◆ **To do**: Exact wording is required: give all the records again, minus the pictures.

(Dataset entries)
━━━━━━━━━━

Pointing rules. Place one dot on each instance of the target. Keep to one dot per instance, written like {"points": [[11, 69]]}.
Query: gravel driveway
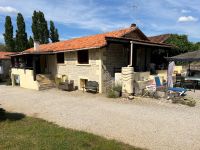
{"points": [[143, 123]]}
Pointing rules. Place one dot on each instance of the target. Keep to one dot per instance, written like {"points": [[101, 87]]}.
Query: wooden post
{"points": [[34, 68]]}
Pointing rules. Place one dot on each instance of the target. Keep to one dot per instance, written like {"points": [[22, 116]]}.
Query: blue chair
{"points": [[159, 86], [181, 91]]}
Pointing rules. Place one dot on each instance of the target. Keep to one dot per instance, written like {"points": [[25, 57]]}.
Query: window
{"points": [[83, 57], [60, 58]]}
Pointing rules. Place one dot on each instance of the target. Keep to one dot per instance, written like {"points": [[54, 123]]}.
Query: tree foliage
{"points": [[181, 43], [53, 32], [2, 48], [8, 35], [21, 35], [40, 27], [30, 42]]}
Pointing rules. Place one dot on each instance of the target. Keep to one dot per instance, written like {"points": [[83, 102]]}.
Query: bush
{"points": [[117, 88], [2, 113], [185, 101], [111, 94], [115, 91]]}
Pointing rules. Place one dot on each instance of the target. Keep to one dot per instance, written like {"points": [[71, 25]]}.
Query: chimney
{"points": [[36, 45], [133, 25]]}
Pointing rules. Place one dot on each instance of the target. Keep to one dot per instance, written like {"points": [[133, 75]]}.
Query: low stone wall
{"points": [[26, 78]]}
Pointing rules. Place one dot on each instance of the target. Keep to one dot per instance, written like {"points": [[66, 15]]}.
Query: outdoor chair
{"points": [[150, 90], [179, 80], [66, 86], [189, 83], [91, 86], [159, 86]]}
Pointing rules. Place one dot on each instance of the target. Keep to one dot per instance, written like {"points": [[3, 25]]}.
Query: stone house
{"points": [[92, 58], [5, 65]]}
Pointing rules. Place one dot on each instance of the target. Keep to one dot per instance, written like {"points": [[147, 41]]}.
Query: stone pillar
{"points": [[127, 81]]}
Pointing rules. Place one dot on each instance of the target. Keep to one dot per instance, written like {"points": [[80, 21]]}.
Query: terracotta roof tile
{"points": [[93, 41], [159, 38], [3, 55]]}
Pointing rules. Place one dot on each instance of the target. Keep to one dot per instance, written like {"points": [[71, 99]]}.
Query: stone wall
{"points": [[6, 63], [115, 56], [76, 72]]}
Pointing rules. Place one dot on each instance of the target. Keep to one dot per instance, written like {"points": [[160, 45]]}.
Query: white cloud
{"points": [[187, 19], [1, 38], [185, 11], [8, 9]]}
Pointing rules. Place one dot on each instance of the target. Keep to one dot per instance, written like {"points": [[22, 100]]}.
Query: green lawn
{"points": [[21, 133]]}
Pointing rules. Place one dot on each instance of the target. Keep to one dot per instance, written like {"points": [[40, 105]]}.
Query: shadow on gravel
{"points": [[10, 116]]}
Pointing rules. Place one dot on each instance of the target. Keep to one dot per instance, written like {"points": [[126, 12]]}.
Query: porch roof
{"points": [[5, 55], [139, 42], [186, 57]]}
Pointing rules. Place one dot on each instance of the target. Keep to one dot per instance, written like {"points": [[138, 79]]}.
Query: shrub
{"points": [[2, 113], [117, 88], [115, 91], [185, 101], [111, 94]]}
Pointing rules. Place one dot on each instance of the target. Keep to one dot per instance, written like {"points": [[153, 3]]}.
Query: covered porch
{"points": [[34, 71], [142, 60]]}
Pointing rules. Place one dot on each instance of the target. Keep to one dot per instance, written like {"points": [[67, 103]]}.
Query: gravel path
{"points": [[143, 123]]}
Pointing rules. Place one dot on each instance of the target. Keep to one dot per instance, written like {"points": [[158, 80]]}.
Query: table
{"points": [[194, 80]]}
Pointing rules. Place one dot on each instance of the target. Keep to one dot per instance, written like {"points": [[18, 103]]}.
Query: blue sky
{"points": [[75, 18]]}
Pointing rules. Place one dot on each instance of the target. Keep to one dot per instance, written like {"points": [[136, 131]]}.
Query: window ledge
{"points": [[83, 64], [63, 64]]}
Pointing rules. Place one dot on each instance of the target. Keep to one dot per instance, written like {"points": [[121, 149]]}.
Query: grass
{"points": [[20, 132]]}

━━━━━━━━━━

◆ **Answer space**:
Pointing rules. Place one dot on each instance of the target. Keep to one dot per instance, written like {"points": [[11, 69]]}.
Query: gravel driveway
{"points": [[143, 123]]}
Pointing rules. Place one dot on each instance of the target. Keep to one dot per instance, written like {"points": [[101, 87]]}.
Query: wooden post
{"points": [[34, 68]]}
Pointing rules. Place one dot on each instance of the target. Keep to one dot per instance, written like {"points": [[22, 116]]}.
Query: blue chair
{"points": [[159, 86], [181, 91]]}
Pointing rules. Place one dot on each instance of the target. Keep to one dot per instance, written like {"points": [[25, 57]]}.
Query: window
{"points": [[83, 57], [60, 58]]}
Pointing rules. Place one dot on each instance of the target. Keep to one dot per instance, written like {"points": [[54, 123]]}.
Query: tree foliage
{"points": [[181, 43], [53, 32], [2, 48], [8, 35], [21, 35], [40, 27], [30, 42]]}
Pointing rules. Place one dot on each instance of the target. Keep to one dot per instance, written like {"points": [[83, 102]]}.
Query: bush
{"points": [[117, 88], [2, 113], [185, 101], [111, 94], [115, 91]]}
Pointing rules. Place one dot on each instance of the target. Keep to one dot per instance, written like {"points": [[71, 25]]}.
Query: chimney
{"points": [[36, 45], [133, 25]]}
Pointing rules. Place one dot on each instance of the target. Keep to one dot per instance, written like {"points": [[133, 75]]}.
Query: low stone wall
{"points": [[26, 78]]}
Pointing rules. Place one dot on each instance of the target. Keep to one dot per instance, written like {"points": [[66, 15]]}.
Query: outdoor chair
{"points": [[150, 90], [179, 80], [66, 86], [189, 83], [91, 86], [159, 86]]}
Pointing rules. Place one dot on each instance of the target. Keep to one dot per instance, written like {"points": [[3, 25]]}.
Query: stone house
{"points": [[92, 58], [5, 65]]}
Pointing rules. Place one dot on each instance of the target. Keep to one dot per instance, written like {"points": [[147, 41]]}.
Query: stone pillar
{"points": [[127, 81]]}
Pointing rules. Place one dot on each instance of the target. Keep to one dot per instance, written like {"points": [[80, 21]]}.
Query: terracotta roof tile
{"points": [[93, 41], [159, 38], [3, 55]]}
Pointing rules. Place one dot on each instance of the target. Keep to one dot per instance, written like {"points": [[71, 99]]}.
Query: stone wall
{"points": [[6, 63], [115, 56], [76, 72]]}
Pointing rules. Place one dot on each instance of the target. Keep to one dot per instance, written like {"points": [[160, 45]]}.
Query: white cloud
{"points": [[187, 19], [1, 38], [185, 11], [8, 9]]}
Pointing rules. Place one dot on each instance of the target. Keep to one dot per instance, written like {"points": [[22, 100]]}.
Query: green lawn
{"points": [[21, 133]]}
Pointing rules. Place one dot on each instance of the target. Keep to one dot per instance, written like {"points": [[40, 105]]}.
Query: shadow on gravel
{"points": [[10, 116]]}
Pointing rules. Place one dot on each instance of the target. Keep to one dot per instance, written like {"points": [[126, 12]]}.
Query: porch roof
{"points": [[5, 55], [139, 42], [186, 57]]}
Pointing rules. Place one dot on each instance of the target. Keep to one dot per instance, written like {"points": [[138, 79]]}.
Query: shrub
{"points": [[2, 113], [117, 88], [115, 91], [185, 101], [111, 94]]}
Pointing rules. Place one dot on each instance of the target. Keep to one dot per instance, written like {"points": [[153, 3]]}.
Query: covered porch
{"points": [[34, 71], [142, 60]]}
Pointing rules. Place one dot on each instance of the target. Keep to one dot per instance, written like {"points": [[67, 103]]}.
Query: gravel path
{"points": [[143, 123]]}
Pointing rules. Place one dot on each instance of the target. Keep to one dot per instance, written like {"points": [[158, 80]]}.
Query: table
{"points": [[194, 80]]}
Pointing rules. Place one dot on each instance of the target. Keep to one dot per instance, written like {"points": [[18, 103]]}.
Query: blue sky
{"points": [[75, 18]]}
Pointing rules. Place one dot on each instance of the target. Keep to one dot per instance, written like {"points": [[136, 131]]}.
Query: window ledge
{"points": [[83, 64], [63, 64]]}
Pointing rules. Place one dot on each instance of the target. Keep to one dot per instance, written like {"points": [[121, 149]]}.
Query: grass
{"points": [[20, 132]]}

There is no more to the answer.